● **Çalışma Yönergesi**
Aşağıdaki, Joseph Frank’ın Dostoyevski biyografisini değerlendiren yazının devamını lütfen son cümlesinden itibaren yazın.

● **Kaynak Metin**
Erhan
Sunar
Kaynak:
https://oggito.com/
Dostoyevski’nin zihin dünyasındaki bu çelişkilerden
romanlarına aksetmiş parçaları birleştire birleştire, Joseph Frank belki daha
anlaşılır bir portre verir, ama hiçbir durumda yok yere yüceltilmiş birine
dönüştürmez romancıyı.
Yazar biyografileri yaşamsal detaylarla dopdolu
olabilirler, bilgi yüklü olabilirler, felsefi veya açıkça soruşturmacı da
olabilirler, ama bunların hepsini birden, büyük bir denge içinde, üstelik
bitmek bilmez sayfalar boyunca verebilme bahsinde, herhalde Joseph Frank’ın anıtsal
Dostoyevski biyografisi ile yarışacak ölçekte başkalarını bulmak zor olurdu.
Ama Joseph Frank bu altından kalkılması epey zor görünen çalışmayı, sayfaları,
bölümleri birbirine bağlayan öyle bir içgörü ile kuruyor ki kitabın hacmi
gerçek anlamda bir Dostoyevski sevgisi karşısında görünmez oluveriyor.

Veri Listesi:
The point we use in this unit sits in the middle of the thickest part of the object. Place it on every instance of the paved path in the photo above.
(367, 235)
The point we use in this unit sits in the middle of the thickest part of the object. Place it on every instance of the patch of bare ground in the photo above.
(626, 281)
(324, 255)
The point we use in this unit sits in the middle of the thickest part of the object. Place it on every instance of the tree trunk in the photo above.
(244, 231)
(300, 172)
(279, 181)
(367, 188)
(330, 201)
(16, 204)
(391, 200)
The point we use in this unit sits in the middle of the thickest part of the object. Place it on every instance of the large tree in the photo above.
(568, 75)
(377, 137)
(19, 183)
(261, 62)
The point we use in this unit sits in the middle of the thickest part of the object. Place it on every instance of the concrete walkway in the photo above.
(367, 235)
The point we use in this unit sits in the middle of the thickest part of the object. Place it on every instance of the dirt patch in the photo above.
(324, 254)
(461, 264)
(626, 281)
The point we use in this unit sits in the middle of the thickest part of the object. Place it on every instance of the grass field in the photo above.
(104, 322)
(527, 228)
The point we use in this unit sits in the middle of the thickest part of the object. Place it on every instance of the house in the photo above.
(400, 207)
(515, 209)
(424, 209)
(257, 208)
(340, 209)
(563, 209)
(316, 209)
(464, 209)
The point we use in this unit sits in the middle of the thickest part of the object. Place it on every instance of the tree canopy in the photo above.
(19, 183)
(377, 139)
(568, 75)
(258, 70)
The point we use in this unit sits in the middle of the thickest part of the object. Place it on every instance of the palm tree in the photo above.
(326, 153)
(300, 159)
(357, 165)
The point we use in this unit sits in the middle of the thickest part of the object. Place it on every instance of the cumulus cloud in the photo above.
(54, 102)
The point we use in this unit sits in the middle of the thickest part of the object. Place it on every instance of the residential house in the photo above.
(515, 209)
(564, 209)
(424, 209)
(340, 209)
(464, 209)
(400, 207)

● **Alıştırma Sonucu**
Sıkmayan, yormayan, romancının evrenine kısmen veya bütünüyle uzak okurları da
kapsayacak ilgi uyandırıcı yanlarıyla Dostoyevski, Çağının Bir Yazarı sadece
romanlar arasında ilişkili sinir uçları yakalamasıyla değil, kimi kez –fazla
polemiğe ya da bilgi gösterisine dönüştürmeden– başka biyografi ve düşünce
kitaplarıyla kurduğu bağlar ve daha çok da Herzen, Turgenyev, Bakunin gibi
dönemin önde gelen Rus entelektüelleri, Fransa’dan, Almanya’dan, İngiltere’den
(Dostoyevski’nin özlemle ve huzursuzlukla bağlı olduğu Avrupa’dan) birçok
isimle birleştirdiği içeriğiyle de son derece önemli bir çalışma.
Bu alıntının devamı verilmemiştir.